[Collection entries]
■ ■ ■ ■ ■ ■ ■
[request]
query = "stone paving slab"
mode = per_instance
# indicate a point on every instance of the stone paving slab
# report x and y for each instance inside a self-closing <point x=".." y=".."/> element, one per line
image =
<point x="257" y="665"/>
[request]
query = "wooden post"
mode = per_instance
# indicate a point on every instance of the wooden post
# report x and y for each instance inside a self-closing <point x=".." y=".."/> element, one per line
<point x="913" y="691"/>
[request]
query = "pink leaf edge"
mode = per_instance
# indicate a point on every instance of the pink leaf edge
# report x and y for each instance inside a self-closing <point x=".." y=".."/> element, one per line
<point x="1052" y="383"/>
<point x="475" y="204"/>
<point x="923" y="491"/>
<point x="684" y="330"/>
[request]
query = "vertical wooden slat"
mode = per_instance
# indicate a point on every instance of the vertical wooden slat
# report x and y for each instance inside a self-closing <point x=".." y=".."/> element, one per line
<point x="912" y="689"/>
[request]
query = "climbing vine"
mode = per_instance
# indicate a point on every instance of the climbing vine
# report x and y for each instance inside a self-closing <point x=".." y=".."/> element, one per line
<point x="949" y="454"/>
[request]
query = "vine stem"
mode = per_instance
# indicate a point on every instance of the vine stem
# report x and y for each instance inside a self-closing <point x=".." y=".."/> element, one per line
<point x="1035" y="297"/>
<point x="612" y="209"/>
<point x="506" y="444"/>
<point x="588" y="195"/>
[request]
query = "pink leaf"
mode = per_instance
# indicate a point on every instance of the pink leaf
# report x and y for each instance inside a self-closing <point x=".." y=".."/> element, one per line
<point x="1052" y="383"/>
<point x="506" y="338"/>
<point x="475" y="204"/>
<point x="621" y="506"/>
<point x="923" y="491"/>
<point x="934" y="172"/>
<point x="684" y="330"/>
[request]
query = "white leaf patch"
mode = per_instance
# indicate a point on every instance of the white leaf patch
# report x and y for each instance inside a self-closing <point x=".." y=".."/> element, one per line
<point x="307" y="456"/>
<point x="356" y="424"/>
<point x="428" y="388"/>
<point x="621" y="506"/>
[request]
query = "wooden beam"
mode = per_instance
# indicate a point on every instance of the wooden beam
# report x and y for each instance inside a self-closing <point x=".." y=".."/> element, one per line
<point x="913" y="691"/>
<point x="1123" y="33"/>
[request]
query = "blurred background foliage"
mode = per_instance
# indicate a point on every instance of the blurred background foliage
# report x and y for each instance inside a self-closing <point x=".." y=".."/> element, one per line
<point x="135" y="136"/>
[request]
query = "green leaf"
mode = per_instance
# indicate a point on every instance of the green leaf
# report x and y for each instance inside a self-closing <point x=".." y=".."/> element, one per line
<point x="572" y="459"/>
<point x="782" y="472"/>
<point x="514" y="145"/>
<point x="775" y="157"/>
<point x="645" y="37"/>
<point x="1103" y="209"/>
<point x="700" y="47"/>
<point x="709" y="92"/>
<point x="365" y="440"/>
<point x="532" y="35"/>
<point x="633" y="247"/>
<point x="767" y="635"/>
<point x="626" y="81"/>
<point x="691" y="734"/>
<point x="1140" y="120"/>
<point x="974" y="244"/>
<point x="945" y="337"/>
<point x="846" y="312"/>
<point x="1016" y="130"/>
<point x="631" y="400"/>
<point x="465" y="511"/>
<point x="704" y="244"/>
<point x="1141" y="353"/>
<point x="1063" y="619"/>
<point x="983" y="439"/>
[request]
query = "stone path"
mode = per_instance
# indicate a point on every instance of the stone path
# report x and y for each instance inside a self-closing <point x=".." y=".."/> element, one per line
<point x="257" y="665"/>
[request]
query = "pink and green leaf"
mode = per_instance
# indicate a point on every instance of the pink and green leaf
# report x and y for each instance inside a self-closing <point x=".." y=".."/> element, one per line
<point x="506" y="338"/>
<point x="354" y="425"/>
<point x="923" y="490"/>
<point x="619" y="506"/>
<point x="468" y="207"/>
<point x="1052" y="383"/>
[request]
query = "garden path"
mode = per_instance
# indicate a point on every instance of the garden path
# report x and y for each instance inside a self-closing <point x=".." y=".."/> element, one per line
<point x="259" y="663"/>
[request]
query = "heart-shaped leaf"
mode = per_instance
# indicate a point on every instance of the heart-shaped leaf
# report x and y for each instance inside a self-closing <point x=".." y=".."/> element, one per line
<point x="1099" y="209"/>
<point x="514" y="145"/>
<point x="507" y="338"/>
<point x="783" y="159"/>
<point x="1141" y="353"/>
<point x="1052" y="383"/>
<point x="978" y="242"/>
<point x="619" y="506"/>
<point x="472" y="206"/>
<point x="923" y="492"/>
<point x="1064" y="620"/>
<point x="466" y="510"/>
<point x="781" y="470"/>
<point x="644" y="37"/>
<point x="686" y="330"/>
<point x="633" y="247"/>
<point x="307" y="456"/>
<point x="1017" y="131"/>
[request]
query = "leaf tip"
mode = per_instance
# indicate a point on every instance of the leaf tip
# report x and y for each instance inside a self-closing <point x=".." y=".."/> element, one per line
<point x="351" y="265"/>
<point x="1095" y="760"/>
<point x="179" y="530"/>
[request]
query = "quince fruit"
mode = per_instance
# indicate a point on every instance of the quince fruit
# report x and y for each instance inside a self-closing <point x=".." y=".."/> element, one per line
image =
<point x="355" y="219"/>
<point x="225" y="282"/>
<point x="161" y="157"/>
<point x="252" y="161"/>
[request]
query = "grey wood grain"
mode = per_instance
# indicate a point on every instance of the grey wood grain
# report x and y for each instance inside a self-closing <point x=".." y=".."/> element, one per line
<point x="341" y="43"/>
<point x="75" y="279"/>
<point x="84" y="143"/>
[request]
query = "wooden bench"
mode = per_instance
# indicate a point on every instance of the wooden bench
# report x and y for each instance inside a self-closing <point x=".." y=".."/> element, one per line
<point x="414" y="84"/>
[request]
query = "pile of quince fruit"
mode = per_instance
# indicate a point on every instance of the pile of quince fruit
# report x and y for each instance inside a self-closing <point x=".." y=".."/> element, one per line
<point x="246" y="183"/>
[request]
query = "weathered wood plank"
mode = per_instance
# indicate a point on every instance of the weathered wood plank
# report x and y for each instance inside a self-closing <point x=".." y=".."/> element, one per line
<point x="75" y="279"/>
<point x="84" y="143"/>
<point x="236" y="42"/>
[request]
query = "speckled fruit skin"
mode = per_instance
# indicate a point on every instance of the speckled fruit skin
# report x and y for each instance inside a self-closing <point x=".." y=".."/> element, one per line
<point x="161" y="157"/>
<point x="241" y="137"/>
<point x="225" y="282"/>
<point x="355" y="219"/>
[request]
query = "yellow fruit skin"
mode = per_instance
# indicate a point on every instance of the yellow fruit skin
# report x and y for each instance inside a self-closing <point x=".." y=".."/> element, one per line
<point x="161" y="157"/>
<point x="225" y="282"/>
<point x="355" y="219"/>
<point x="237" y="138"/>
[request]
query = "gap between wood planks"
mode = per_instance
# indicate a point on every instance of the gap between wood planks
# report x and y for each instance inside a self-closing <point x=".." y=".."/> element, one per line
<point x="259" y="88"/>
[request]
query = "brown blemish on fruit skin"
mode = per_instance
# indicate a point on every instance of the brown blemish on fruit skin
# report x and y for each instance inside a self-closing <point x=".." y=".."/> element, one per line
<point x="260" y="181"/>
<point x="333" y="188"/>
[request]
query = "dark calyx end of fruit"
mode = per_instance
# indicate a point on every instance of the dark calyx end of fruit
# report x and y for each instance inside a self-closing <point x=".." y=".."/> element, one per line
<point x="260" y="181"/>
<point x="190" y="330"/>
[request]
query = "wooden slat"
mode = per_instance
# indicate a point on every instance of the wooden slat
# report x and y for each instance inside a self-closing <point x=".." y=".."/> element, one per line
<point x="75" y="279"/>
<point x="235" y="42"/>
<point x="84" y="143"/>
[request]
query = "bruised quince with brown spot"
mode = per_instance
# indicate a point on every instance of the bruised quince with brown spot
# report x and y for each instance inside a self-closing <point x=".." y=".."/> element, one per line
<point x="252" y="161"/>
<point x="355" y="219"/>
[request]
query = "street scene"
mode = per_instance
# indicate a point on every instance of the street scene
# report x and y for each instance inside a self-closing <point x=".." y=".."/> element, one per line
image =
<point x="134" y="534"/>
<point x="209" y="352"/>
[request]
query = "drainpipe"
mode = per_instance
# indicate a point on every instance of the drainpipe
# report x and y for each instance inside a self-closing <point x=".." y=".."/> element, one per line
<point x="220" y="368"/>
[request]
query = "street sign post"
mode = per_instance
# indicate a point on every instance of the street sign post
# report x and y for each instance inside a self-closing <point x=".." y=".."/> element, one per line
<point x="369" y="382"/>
■ ■ ■ ■ ■ ■ ■
#### To be done:
Report each line of the material above that contains the string "path". Treat uppercase and lowercase as different.

#### Completed exercise:
query = "stone path"
# indicate a point on every instance of the stone path
query = "garden path"
# indicate a point on every instance of the garden path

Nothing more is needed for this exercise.